READING PASSAGE:
* Start *

Keywords Encryption, retransmission, security, smart grid, wireless communication, ZigBee.

  1. INTRODUCTION

    According to the latest statistical data rapid increase in electrical power demand and renewable energy mandates are push towards electrification in the transportation sector is expected to increase power system Stresses and disturbances [1].

    Federal Energy Regulatory Commission states that the United States, 31 states have established the Energy Efficiency Resource Standards and Goals which target 30% energy savings by 2020; 30 states have launched the Renewable Portfolio Standards and Goals which require the renewable energy occupy 15% by 2020 in CA, 50% by 2025

    in AK [2].

    The smart grid (SG) is considered as a desirable infrastructure for energy efficient consumption and transmission. In which the built-in information networks support two-way energy and information flow that facilitate penetration of renewable energy sources into the grid and empower consumer with tools for optimized energy consumption [3], [4].

    P. Jokar, N. Arianpoo, and V. C. M. Leung[5] described that A survey on security issues in smart grids. which consider the advent of the smart grid concept, security has al-ways been a primary concern. Pricing information and control actions are transmitted via the information network. Various at-tacks such as eavesdropping, information tampering, and malicious control command injection that have almost ruined the Internet, would impose serious threat on secure and stable smart grids operation.

* End *

EXCERPTED RECORDS:
* Start *

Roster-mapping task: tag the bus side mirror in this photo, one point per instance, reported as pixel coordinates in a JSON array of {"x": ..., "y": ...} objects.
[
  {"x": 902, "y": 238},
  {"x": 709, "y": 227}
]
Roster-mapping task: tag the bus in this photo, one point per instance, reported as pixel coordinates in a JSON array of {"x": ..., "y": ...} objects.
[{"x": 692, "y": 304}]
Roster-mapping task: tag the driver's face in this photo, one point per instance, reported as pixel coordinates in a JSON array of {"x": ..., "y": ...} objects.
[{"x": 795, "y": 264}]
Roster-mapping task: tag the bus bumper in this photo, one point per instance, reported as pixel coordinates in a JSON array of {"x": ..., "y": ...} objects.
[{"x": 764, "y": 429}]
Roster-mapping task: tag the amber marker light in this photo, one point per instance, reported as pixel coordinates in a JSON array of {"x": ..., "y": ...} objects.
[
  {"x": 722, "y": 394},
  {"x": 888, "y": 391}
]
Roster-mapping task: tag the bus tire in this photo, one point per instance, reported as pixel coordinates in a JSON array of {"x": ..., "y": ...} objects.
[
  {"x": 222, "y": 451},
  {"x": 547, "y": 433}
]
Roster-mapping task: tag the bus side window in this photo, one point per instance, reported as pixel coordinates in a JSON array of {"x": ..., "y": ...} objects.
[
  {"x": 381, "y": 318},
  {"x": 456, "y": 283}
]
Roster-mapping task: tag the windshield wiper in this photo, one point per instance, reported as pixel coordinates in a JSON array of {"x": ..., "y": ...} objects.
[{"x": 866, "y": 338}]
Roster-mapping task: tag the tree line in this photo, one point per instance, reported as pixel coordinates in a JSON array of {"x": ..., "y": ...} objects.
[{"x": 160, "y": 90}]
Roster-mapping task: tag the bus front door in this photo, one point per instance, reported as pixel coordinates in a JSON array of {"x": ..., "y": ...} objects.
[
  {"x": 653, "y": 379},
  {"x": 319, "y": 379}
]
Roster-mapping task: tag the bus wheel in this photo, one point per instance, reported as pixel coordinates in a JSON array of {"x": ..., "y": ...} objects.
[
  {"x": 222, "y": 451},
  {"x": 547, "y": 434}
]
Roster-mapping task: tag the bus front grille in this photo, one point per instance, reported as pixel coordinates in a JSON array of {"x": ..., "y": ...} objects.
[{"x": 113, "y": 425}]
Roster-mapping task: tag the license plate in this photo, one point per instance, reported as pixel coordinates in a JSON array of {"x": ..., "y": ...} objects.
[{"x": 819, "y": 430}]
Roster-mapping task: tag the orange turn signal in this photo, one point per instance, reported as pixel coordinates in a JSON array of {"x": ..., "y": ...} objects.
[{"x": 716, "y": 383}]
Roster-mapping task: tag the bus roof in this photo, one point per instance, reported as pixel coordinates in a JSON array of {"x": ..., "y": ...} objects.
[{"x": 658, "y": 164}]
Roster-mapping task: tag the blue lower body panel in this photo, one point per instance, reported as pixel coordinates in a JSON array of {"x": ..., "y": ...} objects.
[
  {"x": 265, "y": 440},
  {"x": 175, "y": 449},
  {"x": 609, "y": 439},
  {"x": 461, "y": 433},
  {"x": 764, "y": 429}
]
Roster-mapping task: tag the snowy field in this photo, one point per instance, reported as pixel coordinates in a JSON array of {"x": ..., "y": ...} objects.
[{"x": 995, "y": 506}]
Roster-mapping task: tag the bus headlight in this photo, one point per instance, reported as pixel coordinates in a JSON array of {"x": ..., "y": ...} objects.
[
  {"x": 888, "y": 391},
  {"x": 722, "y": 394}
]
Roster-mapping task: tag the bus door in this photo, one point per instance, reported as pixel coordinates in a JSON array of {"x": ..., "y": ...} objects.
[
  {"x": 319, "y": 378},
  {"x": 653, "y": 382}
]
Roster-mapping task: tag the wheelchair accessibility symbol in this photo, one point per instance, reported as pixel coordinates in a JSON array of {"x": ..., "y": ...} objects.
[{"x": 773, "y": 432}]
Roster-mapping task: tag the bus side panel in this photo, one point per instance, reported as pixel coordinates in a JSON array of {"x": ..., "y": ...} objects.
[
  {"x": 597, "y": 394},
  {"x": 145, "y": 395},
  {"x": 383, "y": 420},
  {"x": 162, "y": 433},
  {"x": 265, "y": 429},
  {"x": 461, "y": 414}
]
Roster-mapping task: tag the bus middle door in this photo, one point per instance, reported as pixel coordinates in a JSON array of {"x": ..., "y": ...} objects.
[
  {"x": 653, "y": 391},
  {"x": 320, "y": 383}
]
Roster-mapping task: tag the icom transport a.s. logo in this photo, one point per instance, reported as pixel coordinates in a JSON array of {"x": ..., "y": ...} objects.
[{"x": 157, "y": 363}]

* End *

PROBLEM SET:
1: Copy the smart grid text word for word, from "The smart grid (SG)" to "smart grids operation.".
2: Summarize the smart grid text in two sentences.

TASK-BY-TASK RESULTS:
1:
The smart grid (SG) is considered as a desirable infrastructure for energy efficient consumption and transmission. In which the built-in information networks support two-way energy and information flow that facilitate penetration of renewable energy sources into the grid and empower consumer with tools for optimized energy consumption [3], [4].

    P. Jokar, N. Arianpoo, and V. C. M. Leung[5] described that A survey on security issues in smart grids. which consider the advent of the smart grid concept, security has al-ways been a primary concern. Pricing information and control actions are transmitted via the information network. Various at-tacks such as eavesdropping, information tampering, and malicious control command injection that have almost ruined the Internet, would impose serious threat on secure and stable smart grids operation.

2: Rising electrical power demand, renewable energy mandates, and electrification of transportation are expected to increase stresses and disturbances on power systems. The smart grid is presented as a desirable infrastructure whose built-in information networks support two-way energy and information flow, but because pricing information and control actions travel over those networks, attacks such as eavesdropping, information tampering, and malicious control command injection pose a serious threat to its secure and stable operation.